_Dataset extract_:
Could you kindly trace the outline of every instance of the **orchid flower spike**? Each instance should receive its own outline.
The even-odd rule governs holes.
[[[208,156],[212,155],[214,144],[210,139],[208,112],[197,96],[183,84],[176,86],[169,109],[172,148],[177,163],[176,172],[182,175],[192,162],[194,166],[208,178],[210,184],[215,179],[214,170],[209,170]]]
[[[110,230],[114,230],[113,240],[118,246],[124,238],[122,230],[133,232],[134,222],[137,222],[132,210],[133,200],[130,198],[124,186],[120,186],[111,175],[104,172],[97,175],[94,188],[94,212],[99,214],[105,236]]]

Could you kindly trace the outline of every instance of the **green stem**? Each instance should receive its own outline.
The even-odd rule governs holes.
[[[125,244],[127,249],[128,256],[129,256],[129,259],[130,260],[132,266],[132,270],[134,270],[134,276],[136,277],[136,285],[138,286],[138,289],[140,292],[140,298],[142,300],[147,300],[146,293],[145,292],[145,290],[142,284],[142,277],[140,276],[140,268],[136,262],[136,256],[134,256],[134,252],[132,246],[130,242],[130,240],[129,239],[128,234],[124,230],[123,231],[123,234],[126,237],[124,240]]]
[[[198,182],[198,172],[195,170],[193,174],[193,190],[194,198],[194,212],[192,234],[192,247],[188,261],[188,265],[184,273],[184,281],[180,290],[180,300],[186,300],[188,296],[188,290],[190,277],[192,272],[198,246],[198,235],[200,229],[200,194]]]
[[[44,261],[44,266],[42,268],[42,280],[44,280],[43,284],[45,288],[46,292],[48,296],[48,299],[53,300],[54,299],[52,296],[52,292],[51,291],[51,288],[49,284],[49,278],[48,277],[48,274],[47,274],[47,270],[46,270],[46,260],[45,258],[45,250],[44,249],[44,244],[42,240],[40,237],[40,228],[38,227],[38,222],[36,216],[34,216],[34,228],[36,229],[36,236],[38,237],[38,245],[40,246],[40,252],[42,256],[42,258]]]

_What is asked_: Can you render all of the material above as a two-column CSV with the headers instruction and polygons, one row per request, holding the request's text and every outline given as its answer? Put each value in a single quoted field, with line breaks changed to spaces.

_Right answer_:
instruction,polygons
"Could you kindly trace the outline of every instance of the **orchid flower spike**? Each instance should receive its own outline. The even-odd rule governs holes.","[[[208,156],[212,155],[214,144],[210,139],[208,112],[197,96],[183,84],[176,86],[169,109],[172,148],[177,163],[176,172],[182,175],[192,162],[194,166],[208,178],[210,184],[215,179],[214,170],[209,170]]] [[[110,230],[114,230],[113,240],[118,246],[124,238],[122,230],[133,232],[134,222],[137,222],[132,210],[133,200],[130,198],[124,186],[120,186],[111,175],[104,172],[97,175],[94,188],[94,212],[99,214],[105,236]]]"
"Could you kindly trace the outline of every instance of the **green stem**? Each instance should receive its own outline. The even-odd rule governs holes.","[[[125,244],[127,249],[128,256],[129,256],[129,259],[130,260],[132,266],[132,270],[134,270],[134,276],[136,277],[136,285],[138,286],[138,289],[140,292],[140,298],[142,300],[147,300],[146,293],[145,292],[145,290],[142,284],[142,277],[140,276],[140,268],[136,262],[136,256],[134,256],[134,252],[132,246],[130,242],[130,240],[129,239],[128,234],[124,230],[123,231],[123,234],[126,237],[124,240]]] [[[198,182],[198,172],[195,170],[193,174],[193,190],[194,198],[194,212],[192,234],[192,247],[188,261],[188,265],[184,273],[184,281],[180,290],[180,300],[186,300],[188,296],[188,290],[190,277],[192,272],[198,246],[198,235],[200,229],[200,194]]] [[[44,261],[44,266],[42,268],[42,280],[44,280],[43,284],[45,288],[46,292],[48,296],[48,299],[53,300],[54,299],[52,296],[52,292],[51,291],[51,288],[49,284],[49,278],[48,277],[48,274],[47,274],[47,270],[46,270],[46,260],[45,258],[45,250],[44,249],[44,244],[42,240],[40,237],[40,228],[38,227],[38,222],[36,216],[34,216],[34,228],[36,229],[36,236],[38,237],[38,245],[40,246],[40,252],[42,256],[42,258]]]"